> INSTRUCTIONS TO FOLLOW
Render this sentence from the article on migrants in Los Chiles in Spanish: "Many people in Los Chiles have set up their businesses around migration."

> SOURCE DOCUMENT

The Taliban pick up migrants at the Terminal, the bus station in this section of Alajuela province. Apparently, the town dubbed this organized group “The Taliban” because they seemed comparable to the terrorist group, but the origin of the name is unclear.
What is evident is that transporting migrants from the Terminal to a hotel for 1,000 colones (or about $2) is much more profitable than working in pineapple farming, one of the few employment options in the area. Many people in Los Chiles have set up their businesses around migration. People arrive there by bus directly from the south, from the Costa Rican city of Paso Canoas, where a yellow line painted on the ground marks the border with Panama and where they stop after crossing the Darién jungle.
A jungle crossing
The table is round, and sitting with Antonio and Ibrain are Victoria from Colombia; Lizeth from Ecuador; and Xiomara and Zaira, two sisters from Colombia. No one wants to give their surnames. They are all between 28 and 32 years old. Each has left someone behind. Lizeth, Xiomara and Zaira left their children, to whom they will send money.
They all want to reach the United States. “It took four days [to cross the jungle] because on the way we met a group that had seven children, so we helped them continue their journey, while they gave us food. To cross some rivers, we made a human chain so that the children could pass by holding onto our arms,” Zaira says.
A quick search on social media with the hashtag #Darien shows countless videos of migrants crossing the jungle. The first results usually have the most sensationalist titles, and the tabloid-style journalism muddles the possibility of finding any useful information.
Many people face this journey without proper clothing or footwear, without enough food. Agencies offer different types of packages to complete the journey. They offer trips as if it were tourism. “It’s continuous extortion,” says Victoria. “In the Colombian part, there are those who wear green shirts and accompany you to the flag. Then, if you want them to carry your equipment, for example, you have to pay more,” Antonio says.
The Darién Gap currently acts as a distant migration containment for the United States.
The green shirts he refers to probably belong to the Gulf Clan, one of Colombia’s main drug trafficking cartels that, according to Human Rights Watch, controls the migratory flow in the Darién Gap. A guide through the jungle to the flag costs about 0. Everything is purchasable and will make the journey more or less difficult: from crossing rivers by boat to getting food, tents or good footwear. If you have few resources, you’re on your own.
The ultimate goal for most people traveling through this border crossing is to reach the United States, but first they have to cross several Central American countries: Costa Rica, Nicaragua, Honduras and Guatemala. The last stretch, once in North American territory, is Mexico.

> STORED ROWS
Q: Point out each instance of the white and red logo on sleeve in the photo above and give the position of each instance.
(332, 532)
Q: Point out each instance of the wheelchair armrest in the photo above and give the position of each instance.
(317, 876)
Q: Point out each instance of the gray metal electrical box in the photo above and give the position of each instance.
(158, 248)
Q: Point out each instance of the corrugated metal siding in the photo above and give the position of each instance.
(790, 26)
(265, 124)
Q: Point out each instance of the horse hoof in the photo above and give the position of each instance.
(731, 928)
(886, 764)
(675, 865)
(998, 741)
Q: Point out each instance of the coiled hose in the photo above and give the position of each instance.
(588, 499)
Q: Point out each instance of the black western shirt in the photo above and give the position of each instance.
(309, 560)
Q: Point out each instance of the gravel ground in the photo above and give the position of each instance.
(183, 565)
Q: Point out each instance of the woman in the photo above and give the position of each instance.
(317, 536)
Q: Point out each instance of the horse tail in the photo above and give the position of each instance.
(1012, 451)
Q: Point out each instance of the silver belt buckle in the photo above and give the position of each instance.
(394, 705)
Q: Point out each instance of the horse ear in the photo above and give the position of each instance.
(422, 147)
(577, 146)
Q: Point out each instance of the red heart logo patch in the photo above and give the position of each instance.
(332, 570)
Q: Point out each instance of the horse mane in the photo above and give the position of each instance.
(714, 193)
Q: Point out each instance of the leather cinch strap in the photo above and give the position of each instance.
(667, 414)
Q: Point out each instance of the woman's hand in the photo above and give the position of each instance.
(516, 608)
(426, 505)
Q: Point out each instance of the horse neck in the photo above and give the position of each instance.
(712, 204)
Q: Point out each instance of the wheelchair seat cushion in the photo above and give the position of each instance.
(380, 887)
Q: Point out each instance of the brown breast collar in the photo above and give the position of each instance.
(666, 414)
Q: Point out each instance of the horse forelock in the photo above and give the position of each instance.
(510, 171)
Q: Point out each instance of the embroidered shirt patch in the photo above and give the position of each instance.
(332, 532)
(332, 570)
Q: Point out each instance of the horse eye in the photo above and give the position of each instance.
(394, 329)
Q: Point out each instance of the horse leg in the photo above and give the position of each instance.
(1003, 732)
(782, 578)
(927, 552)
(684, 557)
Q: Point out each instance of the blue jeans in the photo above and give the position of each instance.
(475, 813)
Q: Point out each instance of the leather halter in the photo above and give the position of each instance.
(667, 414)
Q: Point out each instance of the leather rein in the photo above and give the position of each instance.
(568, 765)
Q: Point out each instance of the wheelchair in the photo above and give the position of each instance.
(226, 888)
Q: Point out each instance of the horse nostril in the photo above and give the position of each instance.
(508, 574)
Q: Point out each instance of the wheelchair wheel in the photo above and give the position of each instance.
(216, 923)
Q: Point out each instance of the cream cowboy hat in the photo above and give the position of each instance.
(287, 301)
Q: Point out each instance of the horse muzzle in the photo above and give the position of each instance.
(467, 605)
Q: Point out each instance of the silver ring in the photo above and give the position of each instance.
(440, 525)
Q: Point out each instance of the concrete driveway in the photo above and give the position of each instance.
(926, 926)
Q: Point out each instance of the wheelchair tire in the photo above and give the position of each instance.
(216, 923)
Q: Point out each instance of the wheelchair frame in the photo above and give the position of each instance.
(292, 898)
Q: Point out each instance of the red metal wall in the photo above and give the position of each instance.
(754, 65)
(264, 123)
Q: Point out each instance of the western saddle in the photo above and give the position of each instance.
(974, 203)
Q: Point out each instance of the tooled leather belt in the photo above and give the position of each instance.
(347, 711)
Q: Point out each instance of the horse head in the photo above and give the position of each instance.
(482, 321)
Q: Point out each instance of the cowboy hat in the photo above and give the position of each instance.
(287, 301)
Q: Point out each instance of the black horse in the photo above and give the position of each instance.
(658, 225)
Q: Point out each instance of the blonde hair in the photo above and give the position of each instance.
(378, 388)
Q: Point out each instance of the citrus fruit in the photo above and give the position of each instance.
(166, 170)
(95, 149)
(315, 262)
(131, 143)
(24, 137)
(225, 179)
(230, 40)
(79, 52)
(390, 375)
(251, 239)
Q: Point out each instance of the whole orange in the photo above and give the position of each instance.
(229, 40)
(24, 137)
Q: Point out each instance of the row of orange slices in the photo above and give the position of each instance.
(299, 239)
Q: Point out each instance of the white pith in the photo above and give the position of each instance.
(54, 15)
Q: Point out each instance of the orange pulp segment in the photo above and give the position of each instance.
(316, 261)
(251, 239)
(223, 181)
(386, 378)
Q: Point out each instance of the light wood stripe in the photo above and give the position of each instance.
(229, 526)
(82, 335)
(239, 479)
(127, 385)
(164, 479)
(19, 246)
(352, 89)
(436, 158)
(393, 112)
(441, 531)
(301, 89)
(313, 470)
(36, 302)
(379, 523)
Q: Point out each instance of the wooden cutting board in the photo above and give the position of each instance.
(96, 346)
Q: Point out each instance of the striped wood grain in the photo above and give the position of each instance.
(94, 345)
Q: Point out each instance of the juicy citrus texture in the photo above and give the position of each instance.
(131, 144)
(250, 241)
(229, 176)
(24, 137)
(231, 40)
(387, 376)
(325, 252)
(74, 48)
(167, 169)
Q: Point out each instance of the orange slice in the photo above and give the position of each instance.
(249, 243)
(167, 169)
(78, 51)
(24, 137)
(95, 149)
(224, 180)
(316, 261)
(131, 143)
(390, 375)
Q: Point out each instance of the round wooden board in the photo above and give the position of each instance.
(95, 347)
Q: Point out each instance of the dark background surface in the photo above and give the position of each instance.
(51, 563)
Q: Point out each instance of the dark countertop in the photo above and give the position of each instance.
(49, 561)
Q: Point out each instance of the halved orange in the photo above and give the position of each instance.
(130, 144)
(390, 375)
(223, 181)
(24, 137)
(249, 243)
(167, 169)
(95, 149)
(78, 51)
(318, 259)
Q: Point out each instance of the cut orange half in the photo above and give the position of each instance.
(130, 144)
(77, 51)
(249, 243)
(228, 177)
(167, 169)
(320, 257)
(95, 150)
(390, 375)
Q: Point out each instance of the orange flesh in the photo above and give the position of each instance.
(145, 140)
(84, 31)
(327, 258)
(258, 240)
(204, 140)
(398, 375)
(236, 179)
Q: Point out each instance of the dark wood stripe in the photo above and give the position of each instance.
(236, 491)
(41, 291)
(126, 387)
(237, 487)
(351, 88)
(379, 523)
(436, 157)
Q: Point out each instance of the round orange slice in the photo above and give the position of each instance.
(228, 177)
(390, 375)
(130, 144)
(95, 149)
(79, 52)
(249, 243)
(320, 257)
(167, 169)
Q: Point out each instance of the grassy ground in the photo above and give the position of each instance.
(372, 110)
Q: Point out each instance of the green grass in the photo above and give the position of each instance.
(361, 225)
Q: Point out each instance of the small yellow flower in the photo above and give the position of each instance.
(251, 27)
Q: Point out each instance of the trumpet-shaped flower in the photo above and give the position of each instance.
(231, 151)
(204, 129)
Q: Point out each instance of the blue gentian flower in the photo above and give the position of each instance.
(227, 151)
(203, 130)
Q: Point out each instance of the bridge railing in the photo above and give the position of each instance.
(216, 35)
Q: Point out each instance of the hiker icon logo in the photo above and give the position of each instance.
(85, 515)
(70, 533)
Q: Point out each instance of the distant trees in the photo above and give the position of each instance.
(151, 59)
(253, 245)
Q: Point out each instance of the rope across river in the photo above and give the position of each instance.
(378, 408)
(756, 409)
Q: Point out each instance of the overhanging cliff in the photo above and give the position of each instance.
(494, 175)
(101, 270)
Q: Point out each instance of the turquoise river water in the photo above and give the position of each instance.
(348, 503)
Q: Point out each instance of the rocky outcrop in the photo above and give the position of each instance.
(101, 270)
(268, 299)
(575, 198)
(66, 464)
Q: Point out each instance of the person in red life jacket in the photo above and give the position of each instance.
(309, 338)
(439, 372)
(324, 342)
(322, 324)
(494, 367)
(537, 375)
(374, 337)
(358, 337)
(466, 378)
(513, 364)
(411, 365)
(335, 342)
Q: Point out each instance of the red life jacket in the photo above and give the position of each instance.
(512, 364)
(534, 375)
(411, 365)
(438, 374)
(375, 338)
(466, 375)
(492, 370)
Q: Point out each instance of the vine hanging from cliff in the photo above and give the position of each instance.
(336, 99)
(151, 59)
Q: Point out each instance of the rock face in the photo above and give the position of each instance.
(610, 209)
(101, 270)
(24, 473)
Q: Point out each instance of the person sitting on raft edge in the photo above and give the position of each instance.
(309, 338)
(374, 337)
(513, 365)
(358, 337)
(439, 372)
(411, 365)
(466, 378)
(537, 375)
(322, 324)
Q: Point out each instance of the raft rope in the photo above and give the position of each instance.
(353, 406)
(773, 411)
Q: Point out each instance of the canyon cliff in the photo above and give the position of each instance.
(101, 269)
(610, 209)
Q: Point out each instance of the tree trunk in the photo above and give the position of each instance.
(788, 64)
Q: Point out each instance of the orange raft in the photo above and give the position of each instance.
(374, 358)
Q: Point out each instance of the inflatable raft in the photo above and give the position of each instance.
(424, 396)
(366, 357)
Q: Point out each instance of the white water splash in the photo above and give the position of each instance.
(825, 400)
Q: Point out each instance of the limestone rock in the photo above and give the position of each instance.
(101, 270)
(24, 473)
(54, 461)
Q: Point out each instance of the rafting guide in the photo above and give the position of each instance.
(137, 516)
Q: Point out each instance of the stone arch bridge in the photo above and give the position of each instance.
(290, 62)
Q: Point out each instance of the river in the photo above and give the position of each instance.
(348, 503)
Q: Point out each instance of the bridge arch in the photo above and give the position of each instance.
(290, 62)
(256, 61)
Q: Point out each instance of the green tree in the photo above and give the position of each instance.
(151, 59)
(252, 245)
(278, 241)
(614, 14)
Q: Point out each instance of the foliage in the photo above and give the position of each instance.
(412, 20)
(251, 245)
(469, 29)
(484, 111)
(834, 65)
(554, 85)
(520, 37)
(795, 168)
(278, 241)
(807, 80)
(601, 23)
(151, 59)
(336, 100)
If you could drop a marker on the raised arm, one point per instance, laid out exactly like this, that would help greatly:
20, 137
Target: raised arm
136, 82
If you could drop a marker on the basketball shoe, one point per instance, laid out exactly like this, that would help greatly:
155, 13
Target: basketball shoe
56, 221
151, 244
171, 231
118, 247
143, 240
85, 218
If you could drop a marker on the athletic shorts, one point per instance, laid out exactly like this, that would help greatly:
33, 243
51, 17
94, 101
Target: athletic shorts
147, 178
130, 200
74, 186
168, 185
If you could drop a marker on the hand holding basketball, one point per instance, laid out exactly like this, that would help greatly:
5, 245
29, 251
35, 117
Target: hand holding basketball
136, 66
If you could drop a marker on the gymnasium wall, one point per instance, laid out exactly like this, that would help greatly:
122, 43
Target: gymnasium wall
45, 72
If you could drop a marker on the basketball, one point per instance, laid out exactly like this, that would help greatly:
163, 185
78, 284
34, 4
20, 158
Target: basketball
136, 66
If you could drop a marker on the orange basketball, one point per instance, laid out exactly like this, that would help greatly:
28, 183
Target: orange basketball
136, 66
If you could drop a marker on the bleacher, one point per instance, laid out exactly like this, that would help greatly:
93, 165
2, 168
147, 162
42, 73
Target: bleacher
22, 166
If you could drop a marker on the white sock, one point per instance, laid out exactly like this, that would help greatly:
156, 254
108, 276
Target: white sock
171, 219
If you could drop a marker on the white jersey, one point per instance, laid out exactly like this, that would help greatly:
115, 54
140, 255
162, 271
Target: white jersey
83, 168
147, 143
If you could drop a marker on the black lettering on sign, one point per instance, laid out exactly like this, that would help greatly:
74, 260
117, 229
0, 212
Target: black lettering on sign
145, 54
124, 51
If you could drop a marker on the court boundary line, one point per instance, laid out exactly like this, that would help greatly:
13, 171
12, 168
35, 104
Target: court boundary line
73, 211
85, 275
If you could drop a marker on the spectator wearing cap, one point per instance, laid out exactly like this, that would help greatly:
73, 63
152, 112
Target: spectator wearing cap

> REPLY TO THE EXERCISE
Muchas personas en Los Chiles han montado sus negocios en torno a la migración.